• **Supplied text**:
NBA Jam Extreme has never worked, from The Impact / Zinc time to now. Though I see it’s in Phil Bennett todo list, so maybe in the future..

Just love these write ups. Can not say i totally understand everything you describe, but the dedication you ( devs) all show is amazing.

I have a spare Casio Loopy and I’m in the UK, I did sent one to the guru w/ carts, which is where the internal printer ROM and cart dumps are from. Hit me up and its yours.

send*

I’m hungover and typo’d my email address too.

I have a spare Casio Loopy, I’m in the UK too, looks like the previous comment makes no sense as it was deleted for containing the R-O-M word.

Hit me up and it’s yours.

what carts do you have, are you in a position to reprogram them? can you do a ‘double size rom + upper pin bankswitch’ mod if needed (bios might checksum the carts in an unknown way)

I think the best entry point would be to hack something like the speech bubble graphics and capture a couple of hundred pages (or a video, and split it up) that way we’re modding something we know gets displayed at least, even if it sounds horrible inefficient ;)

• **Provided data**:

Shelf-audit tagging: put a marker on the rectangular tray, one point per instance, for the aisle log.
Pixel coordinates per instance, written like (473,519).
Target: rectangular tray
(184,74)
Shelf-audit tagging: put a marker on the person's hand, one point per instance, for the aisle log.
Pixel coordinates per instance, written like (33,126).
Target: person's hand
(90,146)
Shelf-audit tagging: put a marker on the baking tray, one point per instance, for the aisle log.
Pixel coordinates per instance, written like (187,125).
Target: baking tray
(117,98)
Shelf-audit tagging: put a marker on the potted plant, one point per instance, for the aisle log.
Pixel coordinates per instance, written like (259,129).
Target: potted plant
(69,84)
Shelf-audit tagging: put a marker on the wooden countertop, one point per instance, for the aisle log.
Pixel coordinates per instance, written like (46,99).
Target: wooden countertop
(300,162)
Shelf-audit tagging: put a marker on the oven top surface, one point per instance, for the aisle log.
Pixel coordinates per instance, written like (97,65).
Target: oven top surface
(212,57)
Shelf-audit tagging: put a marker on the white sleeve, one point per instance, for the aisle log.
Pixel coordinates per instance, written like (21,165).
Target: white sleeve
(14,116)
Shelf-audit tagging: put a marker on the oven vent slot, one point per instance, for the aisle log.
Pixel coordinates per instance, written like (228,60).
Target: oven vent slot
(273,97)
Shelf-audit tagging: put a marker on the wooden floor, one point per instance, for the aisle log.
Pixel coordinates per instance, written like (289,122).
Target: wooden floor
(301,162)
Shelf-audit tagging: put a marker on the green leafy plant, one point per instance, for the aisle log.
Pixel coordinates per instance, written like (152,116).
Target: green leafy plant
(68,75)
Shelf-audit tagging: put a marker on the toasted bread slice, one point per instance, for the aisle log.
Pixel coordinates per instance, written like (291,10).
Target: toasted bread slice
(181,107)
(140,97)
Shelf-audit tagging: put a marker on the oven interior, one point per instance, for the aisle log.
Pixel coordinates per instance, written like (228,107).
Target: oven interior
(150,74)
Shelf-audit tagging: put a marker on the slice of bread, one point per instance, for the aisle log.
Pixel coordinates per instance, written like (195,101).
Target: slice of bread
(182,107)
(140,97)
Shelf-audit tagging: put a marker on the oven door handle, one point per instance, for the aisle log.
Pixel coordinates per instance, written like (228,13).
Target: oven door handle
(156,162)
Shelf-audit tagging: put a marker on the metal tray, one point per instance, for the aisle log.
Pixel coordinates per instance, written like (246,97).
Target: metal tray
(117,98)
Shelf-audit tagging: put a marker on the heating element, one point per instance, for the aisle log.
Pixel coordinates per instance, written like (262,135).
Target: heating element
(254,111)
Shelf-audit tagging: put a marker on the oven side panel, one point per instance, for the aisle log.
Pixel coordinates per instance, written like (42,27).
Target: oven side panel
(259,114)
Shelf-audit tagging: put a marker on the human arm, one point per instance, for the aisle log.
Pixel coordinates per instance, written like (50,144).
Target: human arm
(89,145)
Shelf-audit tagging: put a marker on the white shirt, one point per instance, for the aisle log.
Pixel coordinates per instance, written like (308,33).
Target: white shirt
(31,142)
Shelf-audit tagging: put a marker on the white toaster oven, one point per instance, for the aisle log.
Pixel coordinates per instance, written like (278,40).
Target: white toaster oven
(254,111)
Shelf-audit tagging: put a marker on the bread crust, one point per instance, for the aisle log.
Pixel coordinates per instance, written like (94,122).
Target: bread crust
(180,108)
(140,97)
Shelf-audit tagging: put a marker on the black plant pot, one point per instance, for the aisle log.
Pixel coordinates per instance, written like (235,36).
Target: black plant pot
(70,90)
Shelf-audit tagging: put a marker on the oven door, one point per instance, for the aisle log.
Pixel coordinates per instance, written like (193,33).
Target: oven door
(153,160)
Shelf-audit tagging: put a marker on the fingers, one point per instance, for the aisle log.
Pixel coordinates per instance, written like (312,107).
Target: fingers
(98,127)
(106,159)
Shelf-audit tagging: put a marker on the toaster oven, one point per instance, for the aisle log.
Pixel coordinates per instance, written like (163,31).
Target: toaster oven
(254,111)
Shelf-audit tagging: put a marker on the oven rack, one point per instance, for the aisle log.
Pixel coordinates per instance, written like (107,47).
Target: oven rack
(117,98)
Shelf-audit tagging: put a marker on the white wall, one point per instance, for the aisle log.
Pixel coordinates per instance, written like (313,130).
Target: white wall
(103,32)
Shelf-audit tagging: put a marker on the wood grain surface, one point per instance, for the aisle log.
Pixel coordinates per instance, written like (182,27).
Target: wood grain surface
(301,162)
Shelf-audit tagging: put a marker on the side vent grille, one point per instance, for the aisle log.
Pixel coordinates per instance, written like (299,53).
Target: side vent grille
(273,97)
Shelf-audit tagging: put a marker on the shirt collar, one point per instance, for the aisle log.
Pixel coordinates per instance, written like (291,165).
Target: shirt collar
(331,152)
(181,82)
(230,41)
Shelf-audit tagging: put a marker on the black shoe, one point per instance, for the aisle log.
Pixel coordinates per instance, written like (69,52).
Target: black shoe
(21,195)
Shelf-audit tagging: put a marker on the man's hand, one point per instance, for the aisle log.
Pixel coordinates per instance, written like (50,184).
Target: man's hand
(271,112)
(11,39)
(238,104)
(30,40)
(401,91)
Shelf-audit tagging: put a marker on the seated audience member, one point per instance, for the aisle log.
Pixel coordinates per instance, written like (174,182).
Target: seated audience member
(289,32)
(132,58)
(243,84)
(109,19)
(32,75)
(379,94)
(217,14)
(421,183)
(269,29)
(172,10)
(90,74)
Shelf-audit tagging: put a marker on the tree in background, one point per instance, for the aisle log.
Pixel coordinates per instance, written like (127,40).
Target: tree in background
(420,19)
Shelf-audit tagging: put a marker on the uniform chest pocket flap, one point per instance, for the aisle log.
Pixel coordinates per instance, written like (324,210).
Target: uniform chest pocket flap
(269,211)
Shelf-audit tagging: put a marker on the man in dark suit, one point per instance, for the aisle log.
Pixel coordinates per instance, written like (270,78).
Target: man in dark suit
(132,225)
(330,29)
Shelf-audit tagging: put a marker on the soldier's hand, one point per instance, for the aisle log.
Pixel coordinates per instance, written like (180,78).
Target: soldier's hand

• **To do**:
1. Reproduce verbatim the stretch of the comment thread from "NBA Jam Extreme" through "and its yours.".
2. According to the comment thread, which game has never worked, from The Impact / Zinc time to now?
3. Extend the comment thread on the Casio Loopy with further comments that follow its last one.

• **Written responses**:
1.
NBA Jam Extreme has never worked, from The Impact / Zinc time to now. Though I see it’s in Phil Bennett todo list, so maybe in the future..

Just love these write ups. Can not say i totally understand everything you describe, but the dedication you ( devs) all show is amazing.

I have a spare Casio Loopy and I’m in the UK, I did sent one to the guru w/ carts, which is where the internal printer ROM and cart dumps are from. Hit me up and its yours.

2. NBA Jam Extreme

3.
Two copies of Anime Land (XK-401) and one of Wanwan Aijou Monogatari (XK-501). These are the duplicates, the rest I had sent to the guru with a loopy console, which is where we got the current dumps from. He still has those dumped carts and a loopy as I didn’t need them back.

I do have a programmer but no adapters for any flash chips, I’m also not confident in my soldering skills in modding it.

If you are willing, you can have this junk and hack away at it, I only collect this crap for dumping.

Wanwan Aijou Monogatari does have speech bubbles so that may just work.

Well there was one specific game I had in mind, although I can’t remember which one it was now (will have to run through them again)

I have no electronics skills at all, so would be able to do even less with the hardware than you. I wonder why Guru didn’t reply about the loopy when I asked directly on the list a few months back then, I practically shelved all work I was planning on it at that point because it seemed nobody had one.

He was pretty annoyed at me for creating the undumped wiki, so he may have thrown it in the trash.

He still has a Pippin US export board I sent to him for dumping, he did dump the Japanese one I sent him, also sent him a banged up Bandai Playdia (turned out to have 2 8-bit CPUs, horrible console with its own VCD format)

All these were donated to him so I never needed them back, so there is no bad blood on my part as they were his to throw away if he wanted, although they could just be in storage and forgotten about, he does have a lot of stuff.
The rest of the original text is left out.